Text for analysis:
Start of Block
Apple has made exit public API (for better or worse), so you are absolutely within the rules to use it.
I would recommend continuing down this road for learning purposes only. If you have a real app that you care about, I think it would be more responsible to integrate an existing open-source reporting system and point it to a backend server that you control. No 3rd parties, but also no need to worry about doing more harm than good.
Conclusion
It is possible to create custom crash reporter but it is definitely not recommended because there is a lot going on in background that could be easily forgotten and can introduce a lot of undefined behaviors. Even usage of third party frameworks can be troublesome but it is generally better way to go.
Thanks to everyone for providing information regarding this topic.
Answers to questions
Is this good approach, any other way?
Approach I mentioned in original question will have influence on Apple's own crash reporter and it introduces undefined behavior because of bad handling of signals. UNIX signals are not covering every error and API handling work with async signal safe functions. Mach exception handling which is used by Apple's crash reporter is better option but it is more complex.
Will usage of exit() break Apple App Store review?
No. Usage of exit() is more related to the normal operation of app. If app is crashing anyway, calling exit() isn't problem.
Is it better to use kill(getpid(), SIGKILL) instead of exit()?
End of Block
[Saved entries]
Start of Block
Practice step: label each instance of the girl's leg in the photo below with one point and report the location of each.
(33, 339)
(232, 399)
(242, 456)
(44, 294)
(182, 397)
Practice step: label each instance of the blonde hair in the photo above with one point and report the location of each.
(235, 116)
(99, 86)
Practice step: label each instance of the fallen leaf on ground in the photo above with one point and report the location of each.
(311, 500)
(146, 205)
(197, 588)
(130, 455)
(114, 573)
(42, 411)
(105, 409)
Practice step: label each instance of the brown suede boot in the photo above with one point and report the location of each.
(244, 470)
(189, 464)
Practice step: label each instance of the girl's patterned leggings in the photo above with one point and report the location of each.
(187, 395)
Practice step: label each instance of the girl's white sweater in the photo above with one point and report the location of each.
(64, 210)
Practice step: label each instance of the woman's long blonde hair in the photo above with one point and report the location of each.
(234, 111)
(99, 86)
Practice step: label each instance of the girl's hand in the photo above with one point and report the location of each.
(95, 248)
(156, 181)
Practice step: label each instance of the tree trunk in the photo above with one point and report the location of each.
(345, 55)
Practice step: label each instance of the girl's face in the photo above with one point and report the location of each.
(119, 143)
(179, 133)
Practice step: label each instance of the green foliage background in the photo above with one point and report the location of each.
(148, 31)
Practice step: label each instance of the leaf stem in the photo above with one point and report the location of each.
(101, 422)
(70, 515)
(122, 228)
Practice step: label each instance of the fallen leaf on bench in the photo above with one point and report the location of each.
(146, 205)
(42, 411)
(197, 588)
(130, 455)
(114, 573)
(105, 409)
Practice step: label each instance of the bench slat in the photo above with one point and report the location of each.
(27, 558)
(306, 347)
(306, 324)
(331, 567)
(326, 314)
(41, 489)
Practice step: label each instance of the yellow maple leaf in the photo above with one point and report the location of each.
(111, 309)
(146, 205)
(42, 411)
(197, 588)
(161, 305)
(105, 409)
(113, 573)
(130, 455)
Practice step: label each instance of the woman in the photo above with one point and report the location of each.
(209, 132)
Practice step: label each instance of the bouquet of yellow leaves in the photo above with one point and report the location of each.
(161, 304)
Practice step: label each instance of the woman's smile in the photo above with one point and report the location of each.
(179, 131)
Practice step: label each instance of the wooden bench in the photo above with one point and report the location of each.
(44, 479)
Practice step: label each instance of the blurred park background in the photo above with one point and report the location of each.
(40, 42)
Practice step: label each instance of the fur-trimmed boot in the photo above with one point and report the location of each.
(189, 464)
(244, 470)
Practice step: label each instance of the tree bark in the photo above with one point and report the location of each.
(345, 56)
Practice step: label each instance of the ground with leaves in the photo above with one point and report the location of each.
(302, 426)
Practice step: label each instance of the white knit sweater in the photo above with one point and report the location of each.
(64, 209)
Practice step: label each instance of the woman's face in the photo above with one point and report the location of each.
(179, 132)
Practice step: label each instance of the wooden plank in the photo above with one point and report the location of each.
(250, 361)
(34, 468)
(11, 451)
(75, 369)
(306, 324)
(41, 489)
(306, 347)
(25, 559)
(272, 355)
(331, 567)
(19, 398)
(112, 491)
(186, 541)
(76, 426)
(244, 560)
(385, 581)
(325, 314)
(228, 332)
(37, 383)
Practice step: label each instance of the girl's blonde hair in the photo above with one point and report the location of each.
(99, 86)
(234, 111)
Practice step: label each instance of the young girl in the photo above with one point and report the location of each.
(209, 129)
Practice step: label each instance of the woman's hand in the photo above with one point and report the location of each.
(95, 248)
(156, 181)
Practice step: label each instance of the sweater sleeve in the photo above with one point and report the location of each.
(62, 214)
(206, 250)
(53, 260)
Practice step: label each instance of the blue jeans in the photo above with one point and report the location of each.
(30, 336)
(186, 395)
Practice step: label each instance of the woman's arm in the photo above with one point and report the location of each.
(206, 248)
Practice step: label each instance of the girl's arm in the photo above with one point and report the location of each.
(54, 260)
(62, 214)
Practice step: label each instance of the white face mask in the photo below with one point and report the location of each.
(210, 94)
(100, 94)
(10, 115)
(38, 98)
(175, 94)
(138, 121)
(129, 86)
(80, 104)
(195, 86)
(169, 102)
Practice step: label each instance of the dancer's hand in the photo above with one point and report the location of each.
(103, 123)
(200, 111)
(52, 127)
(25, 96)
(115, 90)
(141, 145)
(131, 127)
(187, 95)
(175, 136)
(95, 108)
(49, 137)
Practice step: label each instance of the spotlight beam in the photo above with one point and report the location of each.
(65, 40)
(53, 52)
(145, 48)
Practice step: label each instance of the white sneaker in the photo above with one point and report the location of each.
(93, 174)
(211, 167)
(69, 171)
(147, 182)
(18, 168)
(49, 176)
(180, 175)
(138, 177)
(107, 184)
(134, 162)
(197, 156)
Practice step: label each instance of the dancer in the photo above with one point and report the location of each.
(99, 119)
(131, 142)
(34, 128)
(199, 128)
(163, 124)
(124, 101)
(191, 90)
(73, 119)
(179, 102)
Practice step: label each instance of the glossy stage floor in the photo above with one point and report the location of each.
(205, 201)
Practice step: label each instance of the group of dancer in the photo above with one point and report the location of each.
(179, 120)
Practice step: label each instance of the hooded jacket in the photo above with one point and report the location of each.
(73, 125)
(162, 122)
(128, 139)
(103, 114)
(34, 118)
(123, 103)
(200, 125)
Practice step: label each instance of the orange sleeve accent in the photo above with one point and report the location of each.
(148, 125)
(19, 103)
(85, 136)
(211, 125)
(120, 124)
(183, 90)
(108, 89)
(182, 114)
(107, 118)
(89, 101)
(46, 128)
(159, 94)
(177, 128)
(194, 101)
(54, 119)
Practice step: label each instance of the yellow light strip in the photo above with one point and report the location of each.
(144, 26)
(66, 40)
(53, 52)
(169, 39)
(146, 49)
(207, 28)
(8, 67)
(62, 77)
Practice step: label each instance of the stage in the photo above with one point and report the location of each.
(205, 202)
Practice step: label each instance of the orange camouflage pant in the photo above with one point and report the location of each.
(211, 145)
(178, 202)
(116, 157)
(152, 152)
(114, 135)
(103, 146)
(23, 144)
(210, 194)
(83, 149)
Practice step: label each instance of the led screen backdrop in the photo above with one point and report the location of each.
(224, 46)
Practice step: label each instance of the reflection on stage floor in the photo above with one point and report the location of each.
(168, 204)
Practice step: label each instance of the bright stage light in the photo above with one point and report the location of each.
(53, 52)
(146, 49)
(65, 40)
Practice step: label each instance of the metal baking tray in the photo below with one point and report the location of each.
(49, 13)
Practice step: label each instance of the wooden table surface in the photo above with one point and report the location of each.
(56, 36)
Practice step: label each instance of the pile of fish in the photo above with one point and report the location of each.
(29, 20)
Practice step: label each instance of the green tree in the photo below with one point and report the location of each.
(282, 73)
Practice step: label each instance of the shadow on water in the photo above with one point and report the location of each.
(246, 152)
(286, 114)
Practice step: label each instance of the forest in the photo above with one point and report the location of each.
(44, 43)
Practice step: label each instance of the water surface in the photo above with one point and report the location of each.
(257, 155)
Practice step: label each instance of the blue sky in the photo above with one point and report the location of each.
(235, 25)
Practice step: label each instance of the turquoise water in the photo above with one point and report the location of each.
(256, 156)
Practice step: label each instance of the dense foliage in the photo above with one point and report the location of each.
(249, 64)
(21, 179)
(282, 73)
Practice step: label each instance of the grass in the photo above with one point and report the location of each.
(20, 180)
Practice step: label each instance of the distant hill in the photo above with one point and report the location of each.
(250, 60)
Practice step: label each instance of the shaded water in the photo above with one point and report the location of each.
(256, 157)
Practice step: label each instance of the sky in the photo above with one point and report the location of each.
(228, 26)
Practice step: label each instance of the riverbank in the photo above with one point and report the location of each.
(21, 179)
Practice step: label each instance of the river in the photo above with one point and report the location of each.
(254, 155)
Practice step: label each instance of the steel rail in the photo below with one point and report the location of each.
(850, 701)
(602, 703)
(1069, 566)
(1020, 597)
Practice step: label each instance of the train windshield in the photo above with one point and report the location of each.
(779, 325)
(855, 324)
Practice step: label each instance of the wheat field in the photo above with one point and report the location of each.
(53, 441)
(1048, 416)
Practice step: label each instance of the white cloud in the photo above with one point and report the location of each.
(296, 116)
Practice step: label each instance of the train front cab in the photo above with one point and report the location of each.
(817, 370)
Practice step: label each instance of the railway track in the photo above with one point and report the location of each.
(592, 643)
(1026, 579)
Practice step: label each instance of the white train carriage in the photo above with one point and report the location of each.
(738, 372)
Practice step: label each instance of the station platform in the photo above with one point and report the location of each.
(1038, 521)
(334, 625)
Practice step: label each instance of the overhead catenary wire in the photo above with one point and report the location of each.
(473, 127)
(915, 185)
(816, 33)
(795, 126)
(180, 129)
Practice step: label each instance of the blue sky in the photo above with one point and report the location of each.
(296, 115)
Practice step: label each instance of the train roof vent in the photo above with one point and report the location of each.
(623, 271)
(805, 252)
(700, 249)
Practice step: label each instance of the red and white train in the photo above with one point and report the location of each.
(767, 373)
End of Block
What you are asked to do:
Pick up the text on building a custom crash reporter after its final line, and carry it forward.

Result for this task:
Quote from Eskimo:
You must not call exit. There’s two problems with doing that:
exit is not async signal safe. In fact, exit can run arbitrary code
via handlers registered with atexit. If you want to exit the process,
call _exit.
Exiting the process is a bad idea anyway, because it will either
prevent the Apple crash reporter from running or cause it to log
incorrect state (the state of your signal handler rather than the
state of the crashed thread).
A better solution is to unregister your signal handler (set it to
SIG_DFL) and then return
Additional details (full context)
Since I cross posted this questions to Apple's official support forum and got really long and descriptive answer from well known Eskimo I would like to share it with anyone who decides to go same path as I did and starts researching this approach.
Quote from Eskimo
Before we start I’d like you to take look at my shiny new Implementing
Your Own Crash Reporter post. I’ve been meaning to write this up for
a while, and your question has give me a good excuse to allocate the
time.
You wrote:
I've got a requirement to catch all exceptions that are occuring in
iOS app and log them to file and eventually send them to back-end
server used by the app.
I strongly recommend against doing this. My Implementing Your Own
Crash Reporter post explains why this is so hard. It also has some
suggestions for how to avoid problems, but ultimately there’s no way
to implement a third-party crash reporter that’s reliable, binary
compatible, and sufficient to debug complex problems
With that out of the way, let’s look at your specific questions:
Is this good approach at all?
No. The issue is that your minimalist crash reporter will disrupt the
behaviour of the Apple crash reporter. The above-mentioned post
discusses this problem in gory detail.
Will it break App Store Review guidelines because of usage of exit()?
No. iOS’s prohibition against calling exit is all about the normal
operation of your app. If your app is crashing anyway, calling exit
isn’t a problem.
However, calling exit will exacerbate the problem I covered in the
previous point.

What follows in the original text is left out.